-- start of Entries provided --

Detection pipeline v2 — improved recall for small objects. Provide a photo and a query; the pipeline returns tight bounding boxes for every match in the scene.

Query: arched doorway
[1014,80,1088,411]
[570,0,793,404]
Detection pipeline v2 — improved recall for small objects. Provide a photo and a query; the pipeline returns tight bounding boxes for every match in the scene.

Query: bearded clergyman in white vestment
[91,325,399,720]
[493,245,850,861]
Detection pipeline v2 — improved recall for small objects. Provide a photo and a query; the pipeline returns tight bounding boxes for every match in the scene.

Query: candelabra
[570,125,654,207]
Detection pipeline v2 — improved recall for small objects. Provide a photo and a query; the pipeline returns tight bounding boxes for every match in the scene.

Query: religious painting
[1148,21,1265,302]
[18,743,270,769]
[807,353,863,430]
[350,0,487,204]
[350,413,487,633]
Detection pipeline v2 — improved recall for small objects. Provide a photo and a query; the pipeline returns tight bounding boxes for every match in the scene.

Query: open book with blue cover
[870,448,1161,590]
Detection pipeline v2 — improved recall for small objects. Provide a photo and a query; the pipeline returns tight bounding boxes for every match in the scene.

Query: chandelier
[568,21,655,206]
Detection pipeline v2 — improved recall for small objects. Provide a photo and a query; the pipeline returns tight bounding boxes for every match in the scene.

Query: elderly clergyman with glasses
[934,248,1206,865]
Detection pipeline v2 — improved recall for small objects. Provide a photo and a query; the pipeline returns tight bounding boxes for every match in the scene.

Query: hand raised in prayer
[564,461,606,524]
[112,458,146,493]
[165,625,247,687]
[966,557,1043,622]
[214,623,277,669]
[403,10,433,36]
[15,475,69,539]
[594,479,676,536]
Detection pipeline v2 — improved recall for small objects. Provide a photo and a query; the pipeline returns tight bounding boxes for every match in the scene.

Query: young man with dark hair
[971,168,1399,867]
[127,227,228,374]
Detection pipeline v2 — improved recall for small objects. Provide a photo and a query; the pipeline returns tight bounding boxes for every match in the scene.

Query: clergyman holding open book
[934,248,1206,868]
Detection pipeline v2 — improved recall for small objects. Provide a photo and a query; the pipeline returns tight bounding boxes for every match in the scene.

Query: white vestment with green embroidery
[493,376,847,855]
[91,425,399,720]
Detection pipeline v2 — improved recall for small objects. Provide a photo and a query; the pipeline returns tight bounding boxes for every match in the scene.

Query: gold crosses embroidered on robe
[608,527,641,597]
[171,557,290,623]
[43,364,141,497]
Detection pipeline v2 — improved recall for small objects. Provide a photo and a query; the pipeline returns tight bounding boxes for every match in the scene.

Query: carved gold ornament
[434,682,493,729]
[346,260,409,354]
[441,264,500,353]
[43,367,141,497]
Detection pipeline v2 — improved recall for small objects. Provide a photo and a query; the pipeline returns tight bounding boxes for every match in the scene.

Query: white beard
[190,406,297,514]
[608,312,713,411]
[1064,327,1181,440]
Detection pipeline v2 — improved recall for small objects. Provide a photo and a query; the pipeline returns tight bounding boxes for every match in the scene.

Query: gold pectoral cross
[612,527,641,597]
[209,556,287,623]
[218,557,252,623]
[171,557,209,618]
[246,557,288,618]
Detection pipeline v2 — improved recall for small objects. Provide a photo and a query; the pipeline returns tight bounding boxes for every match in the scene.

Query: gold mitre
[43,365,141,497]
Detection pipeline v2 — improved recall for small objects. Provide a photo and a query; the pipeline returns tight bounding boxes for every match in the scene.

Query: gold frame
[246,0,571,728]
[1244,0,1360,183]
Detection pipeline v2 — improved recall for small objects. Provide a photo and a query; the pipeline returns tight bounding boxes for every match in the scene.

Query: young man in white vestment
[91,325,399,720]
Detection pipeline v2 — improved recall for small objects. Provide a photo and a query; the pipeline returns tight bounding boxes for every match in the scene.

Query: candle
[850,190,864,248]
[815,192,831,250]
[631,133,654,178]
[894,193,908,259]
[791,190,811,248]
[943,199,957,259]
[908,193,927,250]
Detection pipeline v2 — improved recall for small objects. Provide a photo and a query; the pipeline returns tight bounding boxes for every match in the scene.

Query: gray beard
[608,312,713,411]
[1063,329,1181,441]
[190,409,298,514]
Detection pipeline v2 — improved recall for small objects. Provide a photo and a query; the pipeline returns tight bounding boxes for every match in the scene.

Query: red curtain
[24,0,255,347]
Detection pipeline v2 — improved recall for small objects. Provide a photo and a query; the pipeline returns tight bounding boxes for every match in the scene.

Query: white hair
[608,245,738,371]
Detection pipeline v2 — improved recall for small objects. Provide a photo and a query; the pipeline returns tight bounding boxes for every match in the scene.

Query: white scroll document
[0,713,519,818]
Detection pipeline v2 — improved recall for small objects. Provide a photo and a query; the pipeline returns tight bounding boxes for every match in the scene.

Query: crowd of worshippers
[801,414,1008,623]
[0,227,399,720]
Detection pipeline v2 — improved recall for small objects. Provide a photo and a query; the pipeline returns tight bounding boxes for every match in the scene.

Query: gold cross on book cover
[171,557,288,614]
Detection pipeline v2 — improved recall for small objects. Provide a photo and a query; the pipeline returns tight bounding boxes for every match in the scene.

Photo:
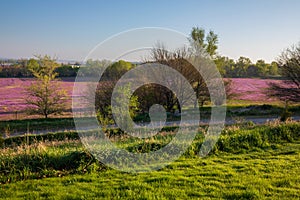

-- end of Entries provided --

## Problem statement
Reproduce the records word for word from their first line through the line that contains "[493,245,850,861]", including both of those lines.

## Task result
Detection pipeline v2 — improved recall for small objects. Provide a photo and a query; the pipeline returns tight bounding boxes for every match in the scene.

Query: arched doorway
[1014,80,1088,411]
[570,0,793,404]
Detection pipeline v2 — improved recall for small objects. Provide a photo and a query; the pipeline returns tight bounding boxes for every match in the scene.

Query: bearded clergyman in white vestment
[91,325,399,720]
[493,245,850,861]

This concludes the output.